Stored data

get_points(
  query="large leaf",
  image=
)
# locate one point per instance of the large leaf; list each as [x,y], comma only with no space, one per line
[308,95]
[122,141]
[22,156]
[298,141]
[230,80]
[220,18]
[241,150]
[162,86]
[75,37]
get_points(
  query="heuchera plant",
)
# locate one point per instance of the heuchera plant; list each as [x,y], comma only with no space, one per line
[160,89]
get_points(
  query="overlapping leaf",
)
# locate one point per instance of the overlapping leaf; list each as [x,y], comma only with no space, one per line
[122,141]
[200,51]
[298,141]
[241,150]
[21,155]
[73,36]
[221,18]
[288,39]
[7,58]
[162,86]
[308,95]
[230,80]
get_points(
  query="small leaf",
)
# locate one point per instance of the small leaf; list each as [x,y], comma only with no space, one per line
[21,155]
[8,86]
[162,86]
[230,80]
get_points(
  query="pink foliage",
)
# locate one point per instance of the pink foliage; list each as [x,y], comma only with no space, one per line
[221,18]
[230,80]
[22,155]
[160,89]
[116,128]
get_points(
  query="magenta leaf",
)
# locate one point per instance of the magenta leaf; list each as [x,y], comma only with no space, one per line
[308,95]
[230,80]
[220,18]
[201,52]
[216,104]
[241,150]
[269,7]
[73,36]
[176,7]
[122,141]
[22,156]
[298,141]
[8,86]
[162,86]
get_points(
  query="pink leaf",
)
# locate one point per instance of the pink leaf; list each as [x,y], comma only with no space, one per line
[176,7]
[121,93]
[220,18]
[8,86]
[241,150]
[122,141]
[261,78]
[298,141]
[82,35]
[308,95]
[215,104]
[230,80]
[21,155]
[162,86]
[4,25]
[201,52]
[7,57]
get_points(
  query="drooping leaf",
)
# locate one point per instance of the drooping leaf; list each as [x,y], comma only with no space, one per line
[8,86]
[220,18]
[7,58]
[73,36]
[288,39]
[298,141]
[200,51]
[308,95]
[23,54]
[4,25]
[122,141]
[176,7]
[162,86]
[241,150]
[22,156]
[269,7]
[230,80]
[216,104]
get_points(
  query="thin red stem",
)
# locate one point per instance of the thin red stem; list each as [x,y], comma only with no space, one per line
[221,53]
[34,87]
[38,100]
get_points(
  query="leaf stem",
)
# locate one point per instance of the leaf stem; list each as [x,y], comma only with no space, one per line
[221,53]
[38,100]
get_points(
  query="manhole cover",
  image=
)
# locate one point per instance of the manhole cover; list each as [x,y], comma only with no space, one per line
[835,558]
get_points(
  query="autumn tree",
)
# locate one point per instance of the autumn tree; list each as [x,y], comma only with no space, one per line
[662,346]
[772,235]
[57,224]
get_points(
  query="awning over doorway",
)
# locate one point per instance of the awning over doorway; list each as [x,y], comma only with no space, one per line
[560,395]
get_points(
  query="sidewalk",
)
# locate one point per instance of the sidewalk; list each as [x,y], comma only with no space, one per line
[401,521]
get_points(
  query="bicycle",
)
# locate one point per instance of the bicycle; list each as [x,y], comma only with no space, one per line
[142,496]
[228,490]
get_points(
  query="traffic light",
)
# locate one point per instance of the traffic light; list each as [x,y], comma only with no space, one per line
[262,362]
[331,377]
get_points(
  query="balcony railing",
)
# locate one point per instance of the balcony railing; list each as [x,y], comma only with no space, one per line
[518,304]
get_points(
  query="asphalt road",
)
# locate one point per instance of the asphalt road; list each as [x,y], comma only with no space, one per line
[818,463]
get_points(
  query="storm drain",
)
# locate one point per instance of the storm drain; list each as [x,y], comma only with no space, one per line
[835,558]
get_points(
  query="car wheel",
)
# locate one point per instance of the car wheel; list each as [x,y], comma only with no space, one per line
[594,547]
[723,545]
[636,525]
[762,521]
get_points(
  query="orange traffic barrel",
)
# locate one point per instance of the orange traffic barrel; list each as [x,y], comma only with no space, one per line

→ **Job**
Print the entries exactly. Include every one.

→ **Written response**
get_points(
  query="large leaf",
  image=
)
# locate one point per instance of the large leaf; list each as [x,y], comma only with no space, one per line
[308,95]
[122,141]
[22,156]
[298,141]
[230,80]
[220,18]
[241,150]
[162,86]
[75,37]
get_points(
  query="heuchera plant",
)
# locate one point per instance of the heuchera plant; list each as [x,y], comma only with no space, one per line
[160,89]
get_points(
  query="overlapping leaf",
)
# locate one point per instance of the overlapping leaf; list each as [x,y], comma only with no space, one per line
[122,141]
[200,51]
[298,141]
[241,150]
[21,155]
[73,36]
[221,18]
[288,39]
[7,58]
[162,86]
[308,95]
[230,80]
get_points(
  query="small leaf",
)
# locate one point per instance of the small leaf; list each as [x,y], comma only with no space, one per line
[21,155]
[8,86]
[162,86]
[230,80]
get_points(
  query="pink foliage",
)
# locate one point per instance of the pink foliage; list each as [x,y], comma only with no space, one per line
[221,18]
[230,80]
[22,155]
[160,89]
[116,128]
get_points(
  query="magenta leaf",
)
# locate one point per instance of the magenta leaf; list each as [x,y], comma only with no space, one per line
[308,95]
[230,80]
[220,18]
[201,52]
[216,104]
[241,150]
[269,7]
[73,36]
[176,7]
[122,141]
[22,156]
[298,141]
[8,86]
[162,86]
get_points(
  query="pink leaf",
)
# locate one point per instance of the pink leaf; list each as [x,y], comma only with no space, one per line
[176,7]
[121,93]
[220,18]
[8,86]
[241,150]
[122,141]
[261,78]
[298,141]
[82,35]
[308,95]
[215,104]
[230,80]
[21,155]
[162,86]
[4,25]
[201,52]
[7,57]
get_points(
  query="drooping leaf",
)
# locate one point per instance of the drooping leaf; list each as [x,y], comma only with no space, one per line
[8,86]
[220,18]
[7,58]
[73,36]
[288,39]
[298,141]
[200,51]
[308,95]
[23,54]
[4,25]
[122,141]
[176,7]
[162,86]
[241,150]
[22,156]
[269,7]
[230,80]
[216,104]
get_points(
  query="thin red stem",
)
# locate one point per instance of the thin red stem; list each as [x,y], comma only with no space, one per line
[221,53]
[34,87]
[38,100]
get_points(
  query="leaf stem",
)
# locate one point per instance of the leaf stem; list each as [x,y], comma only with no space, one per line
[221,53]
[38,100]
get_points(
  query="manhole cover",
  image=
)
# locate one point per instance of the manhole cover; list each as [x,y], comma only with no space, one per line
[835,558]
get_points(
  query="autumn tree",
)
# locate one point per instance of the autumn tree; list each as [x,y], comma only with no space, one per line
[662,346]
[772,235]
[57,224]
get_points(
  query="awning over doorway",
)
# locate one point per instance of the awning over doorway; list each as [x,y], comma only with no space, one per line
[560,395]
get_points(
  query="sidewalk",
)
# locate one point per instance of the sidewalk; list each as [x,y], comma only with no space, one per line
[401,521]
get_points(
  query="bicycle",
)
# locate one point per instance of the bicycle; list each as [x,y], comma only with no space, one per line
[142,496]
[228,490]
get_points(
  query="traffic light",
)
# locate one point per instance of the traffic light; list each as [x,y], comma only with no space, one per line
[262,362]
[331,377]
get_points(
  query="balcony railing",
)
# locate one point per instance of the balcony railing; list each as [x,y], comma only with no space, one per line
[518,304]
get_points(
  query="asphalt road",
)
# locate one point per instance of the asphalt road; list each as [x,y], comma only with no space, one per line
[818,463]
get_points(
  query="storm drain",
)
# locate one point per instance of the storm drain; list each as [x,y], comma only with no space, one per line
[835,558]
get_points(
  query="car wheel",
)
# locate one point per instance of the car wheel; list each as [x,y], comma only with no space, one per line
[594,547]
[723,545]
[636,525]
[762,521]
get_points(
  query="orange traffic barrel",
)
# locate one point per instance of the orange traffic barrel; list each as [x,y], comma only with no space, one per line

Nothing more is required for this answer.